Chrome OS? Solid Gold OS

Google recently released the source code for their upcoming operating system, Chrome OS. Many who tried it have felt that it leaves a lot to be desired. So, is their head in the clouds, or does it actually deliver what was promised?

The source code for Google’s new Chrome OS (and therefore “Chromium” OS) was released this past week with little fanfare on their behalf.

What they may have lacked in enthusiasm however, appears to have been well and truly made up for by the rest of the community. Chrome OS has been the hottest topic on the Internet of late. So what’s it all about?

When Chrome OS was first announced, yours truly pondered what this might mean for the Linux world. Now, with the project officially released to the world, Joe Brockmeier has taken a closer look.

Launch, What Launch?

Google makes great products, it’s why they have become such a force in the computer industry. It was disappointing for many then, when they first got a taste of their much anticipated operating system. Not only was there no flashy new product ready to install on a user’s desktop, there wasn’t even a prepared version at all. No, instead (in true open source fashion) Google posted some instructions on how to build it manually.

Others have become even more disheartened to discover that it’s not flash (although it does include Flash), that it doesn’t run local applications, and that it’s tied into Google’s networked services. One has to wonder, what were they expecting?

Perhaps the media has some part to blame with stories circulating proclaiming “Google Chrome OS To Launch Within A Week.” This made it sound like a complete, polished product would be available. Expectations were running high:

“Having a robust set of functioning drivers is extremely important to Chrome OS’s success. People will want to download this to whatever computer they use and have it just work.”

» Entries provided
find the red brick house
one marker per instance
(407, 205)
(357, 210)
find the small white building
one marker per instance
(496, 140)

» Tasks for this exercise
A - Answer each question from the Chrome OS article:
(i) Who has taken a closer look now that the project is officially released?
(ii) Instead of a prepared version, what did Google post?
(iii) What headline did circulating media stories proclaim?
B - Repeat the passage of the Chrome OS article starting at "Google recently released" and ending at "Launch, What Launch?".
The listing has no connection to the Chrome OS article.

» Solutions below
A -
(i) Joe Brockmeier
(ii) Instructions on how to build it manually
(iii) "Google Chrome OS To Launch Within A Week."

B -
Google recently released the source code for their upcoming operating system, Chrome OS. Many who tried it have felt that it leaves a lot to be desired. So, is their head in the clouds, or does it actually deliver what was promised?

The source code for Google’s new Chrome OS (and therefore “Chromium” OS) was released this past week with little fanfare on their behalf.

What they may have lacked in enthusiasm however, appears to have been well and truly made up for by the rest of the community. Chrome OS has been the hottest topic on the Internet of late. So what’s it all about?

When Chrome OS was first announced, yours truly pondered what this might mean for the Linux world. Now, with the project officially released to the world, Joe Brockmeier has taken a closer look.

Launch, What Launch?